::: DATA FOR THE TASK

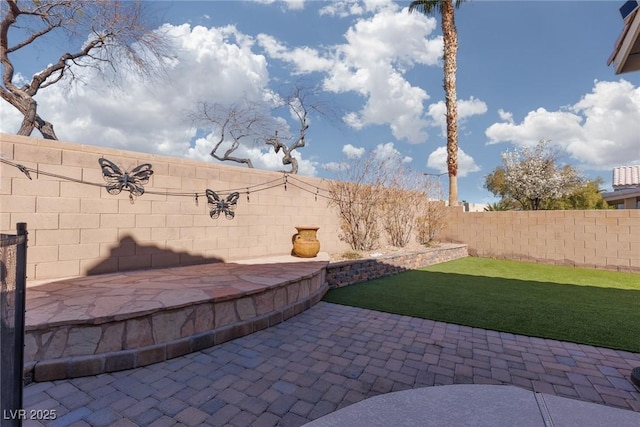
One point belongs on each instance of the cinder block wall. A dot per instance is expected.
(606, 239)
(78, 229)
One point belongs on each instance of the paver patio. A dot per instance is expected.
(326, 358)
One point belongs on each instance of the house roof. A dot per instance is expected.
(626, 53)
(626, 177)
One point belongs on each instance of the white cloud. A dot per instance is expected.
(505, 116)
(372, 63)
(335, 166)
(305, 59)
(388, 151)
(150, 117)
(466, 108)
(438, 160)
(353, 152)
(290, 4)
(346, 8)
(600, 131)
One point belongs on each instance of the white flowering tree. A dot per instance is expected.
(533, 177)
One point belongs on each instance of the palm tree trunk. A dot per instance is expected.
(450, 36)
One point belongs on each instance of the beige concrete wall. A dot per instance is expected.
(608, 239)
(78, 229)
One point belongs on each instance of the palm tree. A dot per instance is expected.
(450, 35)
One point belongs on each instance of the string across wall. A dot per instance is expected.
(219, 202)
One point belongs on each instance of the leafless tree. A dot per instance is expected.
(300, 102)
(112, 34)
(235, 123)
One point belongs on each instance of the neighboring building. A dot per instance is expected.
(626, 53)
(626, 188)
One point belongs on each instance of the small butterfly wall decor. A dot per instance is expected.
(218, 205)
(118, 180)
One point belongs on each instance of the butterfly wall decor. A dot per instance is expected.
(118, 180)
(218, 205)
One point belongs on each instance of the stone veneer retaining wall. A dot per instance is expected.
(346, 273)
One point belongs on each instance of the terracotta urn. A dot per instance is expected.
(305, 242)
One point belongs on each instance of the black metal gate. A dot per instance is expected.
(13, 278)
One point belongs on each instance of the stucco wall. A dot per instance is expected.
(78, 229)
(607, 239)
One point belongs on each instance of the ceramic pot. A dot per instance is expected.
(305, 242)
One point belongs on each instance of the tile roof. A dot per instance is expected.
(626, 177)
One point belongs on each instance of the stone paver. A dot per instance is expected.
(329, 357)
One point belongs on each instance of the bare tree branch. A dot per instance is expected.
(236, 124)
(116, 34)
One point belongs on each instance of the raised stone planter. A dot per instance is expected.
(345, 273)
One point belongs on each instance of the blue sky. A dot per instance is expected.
(527, 70)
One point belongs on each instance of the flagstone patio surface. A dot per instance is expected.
(94, 324)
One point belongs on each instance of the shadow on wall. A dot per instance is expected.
(131, 255)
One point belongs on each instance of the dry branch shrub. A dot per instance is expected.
(357, 196)
(433, 214)
(375, 196)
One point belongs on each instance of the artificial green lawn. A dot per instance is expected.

::::::

#### ASSIGNMENT
Quote each entry above verbatim and drop the pictures.

#### RESULT OF THE TASK
One point belongs on each instance of the cinder block wall. A dot per instance is expected.
(606, 239)
(78, 229)
One point belongs on each instance of the paver patio. A dot per instance is expected.
(326, 358)
One point belongs on each instance of the house roof. A dot per instance is expected.
(626, 53)
(626, 177)
One point belongs on each instance of the white cloud. A dot per instance is expected.
(505, 116)
(372, 63)
(335, 166)
(305, 59)
(388, 151)
(150, 117)
(466, 108)
(438, 160)
(353, 152)
(290, 4)
(346, 8)
(600, 131)
One point belongs on each instance of the white flowering tree. A dot per instance is expected.
(533, 177)
One point belongs on each instance of the palm tree trunk. A dot per instance is expected.
(450, 36)
One point belongs on each instance of the beige concrete wall. A dot per instance is expected.
(608, 239)
(78, 229)
One point belongs on each instance of the palm tree. A dot per instance is expected.
(450, 35)
One point belongs on each instance of the string across wall. A dot per instance is expected.
(219, 202)
One point belongs on each instance of the leafless tree. A dot per instance is expected.
(300, 102)
(112, 34)
(235, 123)
One point belongs on each instance of the neighboring building. A dot per instance is expected.
(626, 53)
(626, 188)
One point belongs on each instance of the small butterfly wall decor. A dot per instance is expected.
(218, 205)
(118, 180)
One point belongs on each instance of the butterfly wall decor. A dot per instance is expected.
(118, 180)
(218, 205)
One point belongs on each instance of the stone veneer retaining wall. A dot per instance is expected.
(346, 273)
One point belongs on each instance of the terracotta urn. A dot per instance is expected.
(305, 242)
One point belongs on each instance of the black metal gate. A dot per instance is expected.
(13, 278)
One point belongs on each instance of the stucco wall. A dot per instance is expected.
(78, 229)
(607, 239)
One point belongs on each instance of the ceramic pot. A dot per instance is expected.
(305, 242)
One point belongs on each instance of the tile roof. A dot per instance is expected.
(626, 177)
One point belongs on each instance of the stone paver. A dot per instance is expected.
(329, 357)
One point belongs on each instance of the bare tree branch. A dot per instance is expected.
(236, 124)
(116, 34)
One point belongs on each instance of the raised stone planter. A dot per instance is expected.
(345, 273)
One point belongs on each instance of the blue sky. A dot per instance is expected.
(527, 70)
One point belongs on each instance of the flagstone patio surface. A dot per instance is expected.
(94, 324)
One point belongs on each instance of the shadow on wall. A dot per instance is expected.
(131, 255)
One point belongs on each instance of the dry branch shrub. A dot per instance is expected.
(357, 196)
(433, 214)
(375, 196)
One point belongs on each instance of the artificial green lawn. A dot per instance is expected.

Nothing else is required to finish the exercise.